* _Task to complete_: Print every line below exactly as written, but leave the pictures behind.

(Excerpts from a dataset)
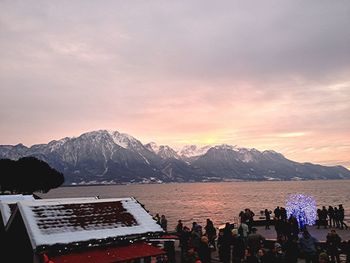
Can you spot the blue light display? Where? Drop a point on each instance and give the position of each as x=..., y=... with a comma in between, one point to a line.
x=303, y=208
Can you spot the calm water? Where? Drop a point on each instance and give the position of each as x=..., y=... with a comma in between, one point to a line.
x=221, y=202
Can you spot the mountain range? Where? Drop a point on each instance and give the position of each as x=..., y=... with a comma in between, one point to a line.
x=111, y=157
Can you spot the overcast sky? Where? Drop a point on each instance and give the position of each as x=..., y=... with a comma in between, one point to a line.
x=263, y=74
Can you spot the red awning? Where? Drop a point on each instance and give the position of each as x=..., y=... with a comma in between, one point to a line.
x=110, y=255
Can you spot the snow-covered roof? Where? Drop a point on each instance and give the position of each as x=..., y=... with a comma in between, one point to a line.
x=8, y=204
x=70, y=220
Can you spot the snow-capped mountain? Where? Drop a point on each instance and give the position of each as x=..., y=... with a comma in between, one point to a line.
x=189, y=151
x=163, y=151
x=113, y=157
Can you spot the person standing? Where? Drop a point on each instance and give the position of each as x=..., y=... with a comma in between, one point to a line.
x=341, y=217
x=210, y=231
x=267, y=218
x=164, y=223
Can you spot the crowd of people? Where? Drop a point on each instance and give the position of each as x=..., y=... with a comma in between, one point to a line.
x=243, y=243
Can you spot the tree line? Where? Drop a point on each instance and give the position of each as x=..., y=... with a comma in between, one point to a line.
x=28, y=175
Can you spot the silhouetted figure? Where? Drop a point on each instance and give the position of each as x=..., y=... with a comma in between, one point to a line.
x=277, y=212
x=341, y=217
x=164, y=223
x=179, y=228
x=238, y=247
x=331, y=216
x=204, y=251
x=210, y=231
x=267, y=218
x=333, y=245
x=28, y=175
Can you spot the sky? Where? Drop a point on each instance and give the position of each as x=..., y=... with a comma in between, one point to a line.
x=258, y=74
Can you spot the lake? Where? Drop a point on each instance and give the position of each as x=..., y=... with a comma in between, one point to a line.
x=221, y=202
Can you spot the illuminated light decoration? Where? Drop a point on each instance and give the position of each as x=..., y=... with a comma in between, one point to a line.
x=303, y=208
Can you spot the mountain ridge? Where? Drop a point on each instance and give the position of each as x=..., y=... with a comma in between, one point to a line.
x=111, y=157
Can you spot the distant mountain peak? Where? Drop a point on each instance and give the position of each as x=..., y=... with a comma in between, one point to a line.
x=105, y=156
x=189, y=151
x=164, y=151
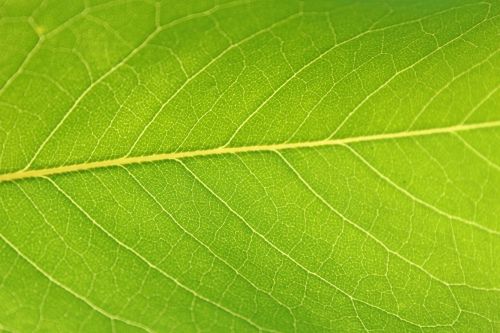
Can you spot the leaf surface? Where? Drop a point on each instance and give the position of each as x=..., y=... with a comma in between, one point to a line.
x=249, y=166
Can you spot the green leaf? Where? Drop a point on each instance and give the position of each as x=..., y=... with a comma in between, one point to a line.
x=312, y=166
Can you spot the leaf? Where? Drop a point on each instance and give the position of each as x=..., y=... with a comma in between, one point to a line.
x=249, y=166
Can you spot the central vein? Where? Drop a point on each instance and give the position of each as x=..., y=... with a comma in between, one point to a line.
x=235, y=150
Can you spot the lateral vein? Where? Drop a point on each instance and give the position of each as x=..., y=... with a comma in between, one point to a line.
x=34, y=173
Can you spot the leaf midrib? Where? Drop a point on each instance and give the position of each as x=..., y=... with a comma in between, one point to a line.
x=35, y=173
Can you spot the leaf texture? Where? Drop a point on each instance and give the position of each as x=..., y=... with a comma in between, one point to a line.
x=273, y=166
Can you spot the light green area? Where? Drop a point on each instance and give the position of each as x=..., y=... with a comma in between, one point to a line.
x=393, y=235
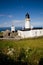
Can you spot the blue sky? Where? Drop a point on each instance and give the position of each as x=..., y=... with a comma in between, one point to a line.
x=13, y=12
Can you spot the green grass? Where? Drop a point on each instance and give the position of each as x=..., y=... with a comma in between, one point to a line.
x=20, y=46
x=25, y=43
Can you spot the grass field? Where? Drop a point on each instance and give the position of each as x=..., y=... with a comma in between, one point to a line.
x=33, y=46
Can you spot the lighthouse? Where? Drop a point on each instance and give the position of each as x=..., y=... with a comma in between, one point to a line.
x=12, y=28
x=27, y=21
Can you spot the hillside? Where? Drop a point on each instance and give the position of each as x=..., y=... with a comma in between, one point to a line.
x=26, y=50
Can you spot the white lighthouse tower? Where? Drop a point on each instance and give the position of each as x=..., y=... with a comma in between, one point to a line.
x=12, y=28
x=27, y=21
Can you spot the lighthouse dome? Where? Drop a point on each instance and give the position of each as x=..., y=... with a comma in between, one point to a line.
x=27, y=15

* _Answer to this problem_:
Can you spot the blue light display? Where? Drop a point on each instance and give the position of each as x=..., y=... with a comma in between, one point to a line.
x=303, y=208
Can you spot the calm water? Where? Drop a point on each instance and give the position of each as x=..., y=... with a comma in between, one point to a line.
x=221, y=202
Can you spot the mountain range? Where? Drop a point on each instance and give the position of each as x=..., y=... with a comma in between, one point to a line.
x=111, y=157
Can you spot the overcast sky? Where? Drop a point on each instance and give the position of each as x=..., y=... with a comma in between, one point to a line.
x=263, y=74
Can you spot the red awning? Where? Drop a point on each instance and give the position of each as x=..., y=... with a comma in between, one point to a line.
x=110, y=255
Can you spot the snow-covered roof? Where? Drop a point on each instance and give the position of each as x=..., y=... with a comma in between, one point to a line.
x=8, y=204
x=70, y=220
Can you spot the snow-capped mountain? Where? Drop a point on each instance and give the position of each as x=..., y=... with a comma in between, one point to a line.
x=189, y=151
x=163, y=151
x=113, y=157
Can you spot the person standing? Where? Drop a point on each instance and give the position of each as x=..., y=... with a comma in between, one point to a line.
x=341, y=217
x=210, y=231
x=267, y=218
x=164, y=223
Can you spot the crowd of people? Where? Drop a point on each instance and give the position of each as x=..., y=... with a comma in between, one point to a line.
x=243, y=243
Can you spot the tree line? Where? Drop a point on each instance and give the position of each as x=..., y=... with a comma in between, one point to a line.
x=28, y=175
Can you spot the silhouetted figure? Where? Drop a point on each instance and give the position of each as x=..., y=... with a comma in between, one point to a line.
x=277, y=212
x=341, y=217
x=164, y=223
x=179, y=228
x=238, y=247
x=331, y=216
x=204, y=251
x=210, y=231
x=267, y=218
x=333, y=245
x=28, y=175
Can you spot the sky? Where? Drop a point on each instance and give the position of each as x=..., y=... with a comma in between, one point to a line.
x=258, y=74
Can you spot the lake? Where? Drop a point on each instance and give the position of each as x=..., y=... with a comma in between, one point to a line.
x=221, y=202
Can you spot the illuminated light decoration? Where? Drop a point on each instance and give the position of each as x=..., y=... with a comma in between, one point to a line.
x=303, y=208
Can you spot the mountain ridge? Where? Drop a point on each instance and give the position of each as x=..., y=... with a comma in between, one point to a line.
x=111, y=157
Can you spot the distant mountain peak? Where? Drop a point on each instance and give the position of each as x=..., y=... with a comma in between, one point to a line.
x=105, y=156
x=189, y=151
x=164, y=151
Can you spot the leaf surface? Where? Drop a point on each instance and give the position of each as x=..., y=... with a comma in between, one point to a line.
x=249, y=166
Can you spot the green leaf? Where? Drop a point on each instance and give the position of each as x=..., y=... with a comma in between, one point to a line.
x=312, y=166
Can you spot the leaf? Where? Drop a point on each instance and give the position of each as x=..., y=... with a comma in between, one point to a line.
x=249, y=166
Can you spot the central vein? Where? Drop a point on each instance and give the position of each as x=..., y=... with a comma in between, one point to a line.
x=235, y=150
Can you spot the lateral vein? Where? Drop a point on each instance and give the position of each as x=..., y=... with a comma in between, one point to a line.
x=34, y=173
Can you spot the leaf midrib? Where? Drop a point on each instance and give the position of each as x=..., y=... with a comma in between, one point to a line.
x=35, y=173
Can you spot the leaf texture? Where? Drop a point on each instance and give the position of each as x=..., y=... with a comma in between, one point to a line.
x=273, y=166
Can you spot the light green area? Where? Drop a point on each instance and give the position of each as x=..., y=... with a comma in between, one point to a line.
x=393, y=235
Can you spot the blue sky? Where? Drop a point on each instance and give the position of each as x=..., y=... with a comma in between, one point to a line.
x=13, y=12
Can you spot the green grass? Where? Drop a point on each instance and give the position of each as x=..., y=... with a comma in between, one point to a line.
x=20, y=46
x=25, y=43
Can you spot the grass field? Where? Drop a point on each instance and give the position of each as x=..., y=... with a comma in between, one point to a line.
x=33, y=46
Can you spot the lighthouse? Where? Drop a point on each instance and give the position of each as x=..., y=... with a comma in between, one point to a line.
x=12, y=28
x=27, y=21
Can you spot the hillside? Where? Drop a point on each instance and give the position of each as x=..., y=... with a comma in between, one point to a line.
x=26, y=50
Can you spot the white lighthouse tower? Where? Drop a point on each instance and give the position of each as x=..., y=... with a comma in between, one point to a line.
x=12, y=28
x=27, y=21
Can you spot the lighthouse dome? Where? Drop a point on each instance and give the position of each as x=..., y=... with a comma in between, one point to a line.
x=27, y=15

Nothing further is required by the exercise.